DIRECTION.
The records below are to be quoted in full; please keep every word exact.

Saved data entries
::::::::::

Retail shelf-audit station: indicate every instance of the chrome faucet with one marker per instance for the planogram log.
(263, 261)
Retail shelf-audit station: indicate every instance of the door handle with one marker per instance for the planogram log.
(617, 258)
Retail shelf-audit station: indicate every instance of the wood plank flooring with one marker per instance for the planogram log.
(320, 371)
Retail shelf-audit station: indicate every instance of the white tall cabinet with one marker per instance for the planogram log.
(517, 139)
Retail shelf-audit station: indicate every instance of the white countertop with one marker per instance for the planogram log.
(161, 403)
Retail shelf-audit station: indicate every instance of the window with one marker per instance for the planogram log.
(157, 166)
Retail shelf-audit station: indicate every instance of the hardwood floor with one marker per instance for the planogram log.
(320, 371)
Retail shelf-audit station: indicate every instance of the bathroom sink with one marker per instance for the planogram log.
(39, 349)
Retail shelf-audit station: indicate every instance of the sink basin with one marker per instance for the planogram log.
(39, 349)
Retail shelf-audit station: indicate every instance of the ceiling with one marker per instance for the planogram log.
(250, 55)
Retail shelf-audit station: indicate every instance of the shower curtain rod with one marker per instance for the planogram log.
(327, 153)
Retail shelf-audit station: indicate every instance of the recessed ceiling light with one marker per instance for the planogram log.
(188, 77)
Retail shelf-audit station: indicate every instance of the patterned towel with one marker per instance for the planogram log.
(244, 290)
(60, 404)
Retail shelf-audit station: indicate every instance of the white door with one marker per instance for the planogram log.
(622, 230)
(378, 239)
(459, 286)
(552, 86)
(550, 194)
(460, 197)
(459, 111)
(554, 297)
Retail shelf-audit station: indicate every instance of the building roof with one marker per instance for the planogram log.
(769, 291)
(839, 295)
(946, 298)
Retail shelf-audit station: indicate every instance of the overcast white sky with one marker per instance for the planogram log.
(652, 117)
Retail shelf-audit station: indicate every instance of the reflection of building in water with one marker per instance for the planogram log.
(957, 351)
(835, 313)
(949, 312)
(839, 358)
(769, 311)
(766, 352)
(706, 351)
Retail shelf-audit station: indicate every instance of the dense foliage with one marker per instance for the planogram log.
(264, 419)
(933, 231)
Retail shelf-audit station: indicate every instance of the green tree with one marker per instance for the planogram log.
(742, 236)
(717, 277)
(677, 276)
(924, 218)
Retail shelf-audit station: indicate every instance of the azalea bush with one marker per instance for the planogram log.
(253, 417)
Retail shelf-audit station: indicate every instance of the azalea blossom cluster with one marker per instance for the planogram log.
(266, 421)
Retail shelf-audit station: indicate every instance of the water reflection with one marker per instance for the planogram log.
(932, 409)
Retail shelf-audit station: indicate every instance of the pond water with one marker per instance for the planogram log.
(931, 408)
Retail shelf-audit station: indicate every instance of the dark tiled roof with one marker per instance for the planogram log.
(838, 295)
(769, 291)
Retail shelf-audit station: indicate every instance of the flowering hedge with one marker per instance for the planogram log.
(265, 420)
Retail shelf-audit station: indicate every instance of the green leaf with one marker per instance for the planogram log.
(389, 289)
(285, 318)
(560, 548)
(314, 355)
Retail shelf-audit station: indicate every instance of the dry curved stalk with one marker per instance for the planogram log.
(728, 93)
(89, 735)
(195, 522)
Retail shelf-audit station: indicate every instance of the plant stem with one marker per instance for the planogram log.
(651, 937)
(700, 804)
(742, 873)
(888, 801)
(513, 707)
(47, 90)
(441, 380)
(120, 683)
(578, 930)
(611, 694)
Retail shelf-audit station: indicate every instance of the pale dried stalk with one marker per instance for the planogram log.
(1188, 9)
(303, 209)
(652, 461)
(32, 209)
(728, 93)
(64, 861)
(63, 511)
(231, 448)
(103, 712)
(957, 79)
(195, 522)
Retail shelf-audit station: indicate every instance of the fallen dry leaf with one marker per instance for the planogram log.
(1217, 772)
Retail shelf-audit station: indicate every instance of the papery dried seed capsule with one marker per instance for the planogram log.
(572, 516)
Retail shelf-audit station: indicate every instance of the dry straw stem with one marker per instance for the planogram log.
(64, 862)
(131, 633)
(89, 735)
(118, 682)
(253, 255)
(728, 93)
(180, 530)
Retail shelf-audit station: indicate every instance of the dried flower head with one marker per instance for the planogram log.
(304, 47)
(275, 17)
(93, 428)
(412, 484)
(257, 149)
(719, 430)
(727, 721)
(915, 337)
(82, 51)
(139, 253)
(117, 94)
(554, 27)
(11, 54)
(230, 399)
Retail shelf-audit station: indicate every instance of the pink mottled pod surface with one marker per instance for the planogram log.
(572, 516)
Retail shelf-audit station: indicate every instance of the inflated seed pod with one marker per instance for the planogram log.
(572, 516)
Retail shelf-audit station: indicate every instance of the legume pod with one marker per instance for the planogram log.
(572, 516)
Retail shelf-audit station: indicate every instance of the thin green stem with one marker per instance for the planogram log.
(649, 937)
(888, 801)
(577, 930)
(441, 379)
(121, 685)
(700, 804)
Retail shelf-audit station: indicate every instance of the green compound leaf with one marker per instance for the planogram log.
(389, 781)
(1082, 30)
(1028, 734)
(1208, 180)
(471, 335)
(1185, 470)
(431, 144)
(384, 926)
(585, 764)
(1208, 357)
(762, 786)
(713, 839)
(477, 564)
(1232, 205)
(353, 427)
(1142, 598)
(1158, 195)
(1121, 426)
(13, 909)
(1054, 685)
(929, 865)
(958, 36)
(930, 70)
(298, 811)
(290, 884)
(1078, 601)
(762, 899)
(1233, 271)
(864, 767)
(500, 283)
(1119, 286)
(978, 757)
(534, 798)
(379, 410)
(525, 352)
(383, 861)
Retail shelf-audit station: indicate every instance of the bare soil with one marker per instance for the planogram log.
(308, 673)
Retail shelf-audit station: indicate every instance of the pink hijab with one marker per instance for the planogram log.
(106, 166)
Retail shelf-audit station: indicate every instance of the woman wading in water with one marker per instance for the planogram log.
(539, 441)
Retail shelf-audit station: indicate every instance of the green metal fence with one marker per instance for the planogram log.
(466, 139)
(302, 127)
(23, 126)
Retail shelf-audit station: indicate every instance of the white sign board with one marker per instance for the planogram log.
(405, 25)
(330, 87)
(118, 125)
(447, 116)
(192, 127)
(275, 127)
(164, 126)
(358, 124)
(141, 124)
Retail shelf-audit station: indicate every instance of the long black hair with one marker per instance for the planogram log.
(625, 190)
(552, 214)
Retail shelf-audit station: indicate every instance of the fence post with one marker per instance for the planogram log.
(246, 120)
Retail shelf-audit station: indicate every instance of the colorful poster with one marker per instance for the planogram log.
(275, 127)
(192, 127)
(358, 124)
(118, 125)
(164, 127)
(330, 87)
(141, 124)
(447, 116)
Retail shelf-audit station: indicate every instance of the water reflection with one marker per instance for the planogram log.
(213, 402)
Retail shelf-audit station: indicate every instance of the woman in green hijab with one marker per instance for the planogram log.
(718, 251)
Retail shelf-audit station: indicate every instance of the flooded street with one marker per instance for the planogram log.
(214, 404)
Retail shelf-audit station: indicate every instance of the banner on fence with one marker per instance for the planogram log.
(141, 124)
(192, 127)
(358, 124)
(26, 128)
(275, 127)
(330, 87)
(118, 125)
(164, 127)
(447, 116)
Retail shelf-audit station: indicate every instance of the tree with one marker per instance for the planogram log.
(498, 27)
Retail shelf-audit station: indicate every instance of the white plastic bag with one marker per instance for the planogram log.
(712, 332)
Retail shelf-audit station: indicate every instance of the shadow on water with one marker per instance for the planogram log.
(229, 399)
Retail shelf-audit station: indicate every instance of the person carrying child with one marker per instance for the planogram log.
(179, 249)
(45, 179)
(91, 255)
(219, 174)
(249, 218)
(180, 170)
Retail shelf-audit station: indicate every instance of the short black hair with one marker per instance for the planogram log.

::::::::::

SOLUTION TO THIS EXERCISE.
Retail shelf-audit station: indicate every instance of the chrome faucet with one marker per instance for the planogram log.
(263, 261)
Retail shelf-audit station: indicate every instance of the door handle with one marker per instance for the planogram log.
(617, 258)
Retail shelf-audit station: indicate every instance of the wood plank flooring with one marker per instance for the planogram log.
(320, 371)
Retail shelf-audit station: indicate every instance of the white tall cabinet with one marker per instance for the planogram log.
(517, 139)
Retail shelf-audit station: indicate every instance of the white countertop with one marker per instance for the planogram log.
(161, 403)
Retail shelf-audit station: indicate every instance of the window with one marker per instance for the planogram log.
(157, 166)
Retail shelf-audit station: indicate every instance of the hardwood floor with one marker per instance for the planogram log.
(320, 371)
Retail shelf-audit station: indicate every instance of the bathroom sink with one marker per instance for the planogram log.
(39, 349)
Retail shelf-audit station: indicate every instance of the sink basin with one marker per instance for the planogram log.
(39, 349)
Retail shelf-audit station: indicate every instance of the ceiling with one marker per instance for the planogram log.
(250, 55)
Retail shelf-audit station: indicate every instance of the shower curtain rod with one marker per instance for the planogram log.
(327, 153)
Retail shelf-audit station: indicate every instance of the recessed ceiling light with one marker per instance for the planogram log.
(188, 77)
Retail shelf-audit station: indicate every instance of the patterned towel with one marker per instance for the planogram log.
(244, 290)
(60, 404)
Retail shelf-audit station: indicate every instance of the white door with one marker per instance for the planogram log.
(622, 230)
(378, 239)
(459, 286)
(552, 86)
(550, 194)
(460, 197)
(459, 111)
(554, 297)
Retail shelf-audit station: indicate every instance of the building roof with one marker per instance for the planogram log.
(769, 291)
(839, 295)
(946, 298)
Retail shelf-audit station: indicate every instance of the overcast white sky with one marker per instance for the planogram log.
(652, 117)
Retail shelf-audit station: indicate every instance of the reflection of building in water with one marker per instance for the planogram log.
(957, 351)
(835, 313)
(949, 312)
(839, 358)
(769, 311)
(766, 352)
(706, 351)
Retail shelf-audit station: indicate every instance of the dense foliage with one marker per instance for the planogram log.
(264, 419)
(933, 231)
Retail shelf-audit station: indicate every instance of the green tree with one marker per instance for the planogram log.
(742, 236)
(717, 277)
(677, 276)
(924, 218)
Retail shelf-audit station: indicate every instance of the azalea bush with one marker per instance for the planogram log.
(253, 417)
Retail shelf-audit station: indicate every instance of the azalea blossom cluster with one marker per instance for the planogram log.
(266, 421)
Retail shelf-audit station: indicate every instance of the water reflection with one marker per instance for the planogram log.
(932, 409)
Retail shelf-audit station: indicate every instance of the pond water with one marker per instance for the planogram log.
(931, 408)
Retail shelf-audit station: indicate every instance of the dark tiled roof with one marker per instance for the planogram log.
(838, 295)
(769, 291)
Retail shelf-audit station: indicate every instance of the flowering hedge with one marker per instance for the planogram log.
(265, 420)
Retail shelf-audit station: indicate every instance of the green leaf with one marker per instance for the planogram log.
(389, 289)
(285, 318)
(560, 548)
(314, 355)
Retail shelf-audit station: indicate every instance of the dry curved stalk with one marker per instance for the planogram log.
(728, 93)
(89, 735)
(195, 522)
Retail shelf-audit station: indicate every instance of the plant stem with one marker per instance for the planogram log.
(651, 937)
(700, 804)
(742, 873)
(888, 801)
(513, 707)
(47, 90)
(441, 380)
(120, 683)
(578, 930)
(611, 694)
Retail shelf-audit station: indicate every instance of the pale dried stalk with one marker per instance for the planogram log.
(1188, 9)
(303, 209)
(652, 461)
(32, 209)
(728, 93)
(64, 861)
(63, 511)
(231, 448)
(103, 712)
(957, 79)
(195, 522)
Retail shelf-audit station: indicate every instance of the fallen dry leaf with one marker per instance for the planogram log.
(1217, 772)
Retail shelf-audit station: indicate every instance of the papery dried seed capsule with one marker per instance for the planogram log.
(572, 516)
Retail shelf-audit station: indicate every instance of the dry straw stem with one marker per instance for the planogram log.
(64, 862)
(131, 633)
(89, 735)
(118, 682)
(253, 255)
(728, 93)
(180, 530)
Retail shelf-audit station: indicate every instance of the dried flower head with one marker per instance for the planogram log.
(304, 47)
(275, 17)
(93, 428)
(412, 484)
(257, 149)
(719, 430)
(727, 721)
(915, 337)
(82, 51)
(139, 253)
(117, 94)
(554, 27)
(11, 54)
(230, 399)
Retail shelf-audit station: indicate every instance of the pink mottled pod surface with one marker per instance for the planogram log.
(572, 516)
Retail shelf-audit station: indicate every instance of the inflated seed pod with one marker per instance for the planogram log.
(572, 516)
Retail shelf-audit station: indicate every instance of the legume pod with one marker per instance for the planogram log.
(572, 516)
Retail shelf-audit station: indicate every instance of the thin green stem with one marker per instance for the planogram log.
(649, 937)
(888, 801)
(577, 930)
(441, 379)
(121, 685)
(700, 804)
Retail shelf-audit station: indicate every instance of the green compound leaf with one marker per instance for the planogram log.
(389, 781)
(1082, 30)
(1028, 734)
(1208, 180)
(471, 335)
(1185, 470)
(431, 144)
(384, 926)
(585, 764)
(1208, 357)
(762, 786)
(713, 839)
(477, 564)
(1232, 205)
(353, 427)
(1142, 598)
(1158, 195)
(1121, 426)
(13, 909)
(1054, 685)
(929, 865)
(958, 36)
(930, 70)
(298, 811)
(290, 884)
(1078, 601)
(762, 899)
(1233, 271)
(864, 767)
(500, 283)
(1119, 286)
(978, 757)
(534, 798)
(379, 410)
(525, 352)
(383, 861)
Retail shelf-audit station: indicate every instance of the bare soil with one marker per instance for the planogram log.
(308, 673)
Retail shelf-audit station: indicate every instance of the pink hijab with one marker per instance for the planogram log.
(106, 166)
Retail shelf-audit station: indicate every instance of the woman wading in water with one marker per instance for the planogram log.
(539, 441)
Retail shelf-audit station: indicate every instance of the green metal fence with one marker per instance for the planogram log.
(466, 139)
(302, 127)
(23, 126)
Retail shelf-audit station: indicate every instance of the white sign board with one marker per instance for the planogram log.
(405, 25)
(330, 87)
(118, 125)
(447, 116)
(192, 127)
(275, 127)
(164, 126)
(358, 124)
(141, 124)
Retail shelf-audit station: indicate every instance of the long black hair with one marker per instance for the planogram log.
(625, 190)
(552, 214)
Retail shelf-audit station: indicate every instance of the fence post with one marker per instance for the planogram log.
(246, 120)
Retail shelf-audit station: indicate every instance of the colorful poster with one marker per instance for the planogram log.
(275, 127)
(192, 127)
(358, 124)
(118, 125)
(164, 127)
(330, 87)
(141, 124)
(447, 116)
Retail shelf-audit station: indicate every instance of the water reflection with one marker per instance for the planogram log.
(213, 402)
Retail shelf-audit station: indicate every instance of the woman in green hijab with one marker per instance for the planogram log.
(718, 251)
Retail shelf-audit station: indicate every instance of the flooded street with one marker per instance for the planogram log.
(214, 404)
Retail shelf-audit station: indicate every instance of the banner on fence with one marker per instance for the planogram log.
(141, 124)
(192, 127)
(358, 124)
(26, 128)
(275, 127)
(330, 87)
(118, 125)
(164, 127)
(447, 116)
Retail shelf-audit station: indicate every instance of the tree with one marker per instance for the planogram log.
(498, 27)
Retail shelf-audit station: indicate every instance of the white plastic bag with one marker per instance for the planogram log.
(712, 332)
Retail shelf-audit station: indicate every instance of the shadow on water with one marker per instance for the planogram log.
(229, 399)
Retail shelf-audit station: indicate every instance of the person carrying child with one marker per instance for the planogram log.
(179, 249)
(45, 179)
(91, 255)
(219, 174)
(249, 218)
(180, 170)
Retail shelf-audit station: indicate every instance of the short black hair with one marker per instance for the planogram log.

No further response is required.